INSTRUCTIONS FOR THE TASK:
Copy everything below from the line containing "like point(224, 458)." down to the line containing "point(329, 368)", including both of those lines, without changing any character.
═══ RECORDS ═══
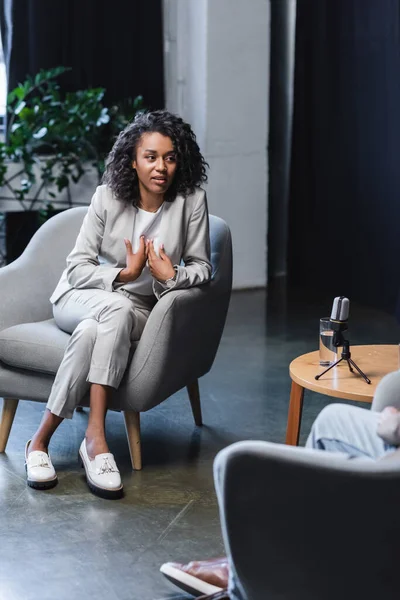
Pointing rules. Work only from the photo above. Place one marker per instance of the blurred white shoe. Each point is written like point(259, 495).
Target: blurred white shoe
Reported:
point(102, 474)
point(40, 472)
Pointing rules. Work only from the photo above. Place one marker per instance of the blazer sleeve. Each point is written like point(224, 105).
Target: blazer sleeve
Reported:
point(83, 267)
point(196, 253)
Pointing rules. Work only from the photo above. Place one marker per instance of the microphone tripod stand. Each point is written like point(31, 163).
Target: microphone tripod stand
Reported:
point(346, 355)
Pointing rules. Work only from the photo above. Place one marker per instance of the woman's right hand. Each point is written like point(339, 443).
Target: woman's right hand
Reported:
point(135, 261)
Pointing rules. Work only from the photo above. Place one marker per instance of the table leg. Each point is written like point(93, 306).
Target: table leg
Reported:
point(294, 416)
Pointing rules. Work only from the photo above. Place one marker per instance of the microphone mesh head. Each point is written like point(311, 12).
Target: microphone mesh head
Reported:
point(340, 309)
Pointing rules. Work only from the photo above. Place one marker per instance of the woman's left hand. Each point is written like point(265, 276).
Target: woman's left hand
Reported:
point(160, 266)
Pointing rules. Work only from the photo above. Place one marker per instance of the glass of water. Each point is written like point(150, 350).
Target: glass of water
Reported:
point(327, 351)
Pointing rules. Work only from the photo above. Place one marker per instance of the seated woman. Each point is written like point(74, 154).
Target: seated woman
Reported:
point(147, 217)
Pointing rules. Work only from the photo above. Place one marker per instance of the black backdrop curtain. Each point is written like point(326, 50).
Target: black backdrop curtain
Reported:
point(345, 172)
point(113, 44)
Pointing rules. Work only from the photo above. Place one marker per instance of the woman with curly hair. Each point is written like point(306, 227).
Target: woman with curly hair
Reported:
point(148, 217)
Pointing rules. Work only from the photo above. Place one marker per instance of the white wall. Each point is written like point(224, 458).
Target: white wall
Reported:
point(217, 74)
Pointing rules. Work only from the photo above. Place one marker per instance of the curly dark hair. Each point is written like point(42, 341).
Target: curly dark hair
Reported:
point(191, 166)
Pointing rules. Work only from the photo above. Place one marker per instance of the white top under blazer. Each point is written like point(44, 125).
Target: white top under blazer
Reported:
point(100, 254)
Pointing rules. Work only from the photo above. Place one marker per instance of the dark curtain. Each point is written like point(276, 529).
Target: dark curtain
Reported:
point(113, 44)
point(345, 174)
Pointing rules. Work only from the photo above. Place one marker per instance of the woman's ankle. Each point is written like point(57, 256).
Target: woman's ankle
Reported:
point(38, 443)
point(96, 443)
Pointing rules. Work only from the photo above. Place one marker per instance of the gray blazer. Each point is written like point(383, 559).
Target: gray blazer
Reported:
point(99, 253)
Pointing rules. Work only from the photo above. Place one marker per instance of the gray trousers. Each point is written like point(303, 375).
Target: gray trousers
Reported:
point(350, 430)
point(103, 326)
point(339, 428)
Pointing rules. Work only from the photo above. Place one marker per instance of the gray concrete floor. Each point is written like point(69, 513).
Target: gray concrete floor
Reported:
point(66, 543)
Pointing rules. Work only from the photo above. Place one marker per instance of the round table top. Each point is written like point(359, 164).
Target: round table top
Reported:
point(374, 360)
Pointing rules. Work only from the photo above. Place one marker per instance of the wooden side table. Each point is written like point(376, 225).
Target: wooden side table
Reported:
point(376, 361)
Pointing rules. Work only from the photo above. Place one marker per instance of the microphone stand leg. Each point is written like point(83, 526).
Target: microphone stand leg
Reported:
point(359, 370)
point(329, 368)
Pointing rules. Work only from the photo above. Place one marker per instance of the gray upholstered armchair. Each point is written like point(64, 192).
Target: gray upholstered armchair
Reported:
point(178, 344)
point(308, 525)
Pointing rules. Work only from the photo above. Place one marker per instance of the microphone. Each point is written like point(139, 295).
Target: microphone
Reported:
point(339, 319)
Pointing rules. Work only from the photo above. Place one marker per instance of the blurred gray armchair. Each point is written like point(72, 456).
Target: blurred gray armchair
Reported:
point(307, 525)
point(178, 344)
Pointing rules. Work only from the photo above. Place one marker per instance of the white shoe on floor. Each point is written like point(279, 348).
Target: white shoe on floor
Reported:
point(40, 472)
point(102, 474)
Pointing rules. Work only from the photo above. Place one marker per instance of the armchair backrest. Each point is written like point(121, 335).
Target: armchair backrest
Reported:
point(36, 272)
point(304, 525)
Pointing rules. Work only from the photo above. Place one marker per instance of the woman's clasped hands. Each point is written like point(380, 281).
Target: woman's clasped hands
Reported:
point(160, 265)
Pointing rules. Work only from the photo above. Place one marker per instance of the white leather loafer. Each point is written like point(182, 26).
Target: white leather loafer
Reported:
point(40, 472)
point(102, 474)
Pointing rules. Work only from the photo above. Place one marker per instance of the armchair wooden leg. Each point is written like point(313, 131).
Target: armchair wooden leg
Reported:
point(132, 424)
point(194, 397)
point(7, 418)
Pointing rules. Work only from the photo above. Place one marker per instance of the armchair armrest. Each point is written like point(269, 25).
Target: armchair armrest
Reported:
point(178, 344)
point(387, 392)
point(24, 293)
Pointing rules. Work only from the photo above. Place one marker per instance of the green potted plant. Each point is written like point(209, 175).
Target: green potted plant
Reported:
point(52, 139)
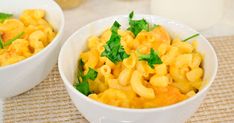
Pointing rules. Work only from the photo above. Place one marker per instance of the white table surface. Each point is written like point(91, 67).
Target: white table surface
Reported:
point(91, 10)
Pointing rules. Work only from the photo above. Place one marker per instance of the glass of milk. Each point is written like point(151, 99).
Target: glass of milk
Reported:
point(199, 14)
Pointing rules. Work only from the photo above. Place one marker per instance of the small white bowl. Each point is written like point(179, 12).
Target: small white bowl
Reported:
point(97, 112)
point(24, 75)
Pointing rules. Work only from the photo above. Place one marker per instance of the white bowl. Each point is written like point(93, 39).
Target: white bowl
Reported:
point(24, 75)
point(101, 113)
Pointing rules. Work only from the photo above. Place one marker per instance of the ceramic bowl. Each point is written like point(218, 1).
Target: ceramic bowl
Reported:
point(24, 75)
point(96, 112)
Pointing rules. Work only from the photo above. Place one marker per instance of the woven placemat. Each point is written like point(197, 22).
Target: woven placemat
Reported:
point(49, 101)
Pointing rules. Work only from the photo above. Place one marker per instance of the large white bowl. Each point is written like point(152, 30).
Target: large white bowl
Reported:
point(22, 76)
point(101, 113)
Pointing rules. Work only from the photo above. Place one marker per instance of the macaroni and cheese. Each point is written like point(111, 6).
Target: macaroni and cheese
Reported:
point(23, 37)
point(148, 69)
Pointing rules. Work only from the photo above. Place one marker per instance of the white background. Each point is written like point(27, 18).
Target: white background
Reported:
point(91, 10)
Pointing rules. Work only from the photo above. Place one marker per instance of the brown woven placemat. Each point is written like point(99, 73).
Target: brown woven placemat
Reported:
point(49, 101)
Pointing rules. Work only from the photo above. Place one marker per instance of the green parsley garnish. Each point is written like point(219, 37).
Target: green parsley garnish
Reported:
point(83, 85)
point(1, 42)
point(9, 42)
point(114, 51)
point(4, 16)
point(151, 58)
point(92, 74)
point(190, 37)
point(136, 26)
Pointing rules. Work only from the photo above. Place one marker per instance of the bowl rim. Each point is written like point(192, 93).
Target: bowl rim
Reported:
point(133, 110)
point(52, 43)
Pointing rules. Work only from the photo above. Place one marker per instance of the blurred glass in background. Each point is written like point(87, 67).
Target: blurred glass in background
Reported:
point(69, 4)
point(199, 14)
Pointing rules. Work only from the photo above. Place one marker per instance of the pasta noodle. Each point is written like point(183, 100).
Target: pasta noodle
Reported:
point(24, 37)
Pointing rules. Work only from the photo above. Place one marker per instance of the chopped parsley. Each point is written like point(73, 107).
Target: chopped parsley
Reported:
point(190, 37)
point(136, 26)
point(4, 16)
point(114, 51)
point(151, 58)
point(1, 42)
point(83, 85)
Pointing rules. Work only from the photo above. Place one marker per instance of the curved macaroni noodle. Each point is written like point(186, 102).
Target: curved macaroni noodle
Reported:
point(36, 32)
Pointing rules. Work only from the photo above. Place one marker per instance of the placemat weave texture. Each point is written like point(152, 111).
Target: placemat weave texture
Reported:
point(49, 101)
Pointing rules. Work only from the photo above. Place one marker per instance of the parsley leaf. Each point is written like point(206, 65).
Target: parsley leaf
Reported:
point(92, 74)
point(9, 42)
point(80, 70)
point(1, 42)
point(4, 16)
point(114, 51)
point(136, 26)
point(151, 58)
point(190, 37)
point(83, 85)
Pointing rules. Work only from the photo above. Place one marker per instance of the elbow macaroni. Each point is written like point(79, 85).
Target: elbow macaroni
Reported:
═══
SOLUTION BELOW:
Pointing rules. Work only from the photo above. Place one marker per instance of the white wall. Each point is written like point(224, 458).
Target: white wall
Reported:
point(217, 74)
Pointing rules. Work only from the photo above. Place one marker per instance of the curly dark hair. Each point is written like point(42, 341).
Target: curly dark hair
Reported:
point(191, 166)
Pointing rules. Work only from the photo above. Place one marker per instance of the white top under blazer. Each point is written like point(44, 125).
Target: white top under blazer
Reported:
point(100, 254)
Pointing rules. Work only from the photo above. Place one marker per instance of the dark curtain. Each point is written like point(276, 529).
Target: dark curtain
Reported:
point(113, 44)
point(345, 174)
Pointing rules. Work only from the photo above. Place one marker per instance of the woman's ankle. Each point is written like point(57, 256).
Target: woman's ankle
Reported:
point(38, 443)
point(96, 443)
Pointing rules. Work only from the photo above. Place one marker per instance of the gray blazer. Each point is written like point(383, 559).
Target: gray blazer
Reported:
point(99, 253)
Pointing rules. Work only from the photo above. Place one marker per instance of the gray trousers. Each point is written like point(303, 375).
Target: gray trousers
Reported:
point(350, 430)
point(103, 326)
point(339, 428)
Pointing rules. Work only from the photo above. Place one marker per instance of the gray concrete floor. Each point is written like point(69, 513).
Target: gray concrete floor
Reported:
point(66, 543)
Pointing rules. Work only from the photo above. Place one marker per instance of the round table top. Each point is written like point(359, 164).
Target: round table top
Reported:
point(374, 360)
Pointing rules. Work only from the photo above. Place one marker per instance of the wooden side table. Each point is written like point(376, 225).
Target: wooden side table
Reported:
point(376, 361)
Pointing rules. Work only from the photo above. Place one marker per instance of the microphone stand leg. Each point is written like point(83, 526).
Target: microphone stand leg
Reported:
point(359, 370)
point(329, 368)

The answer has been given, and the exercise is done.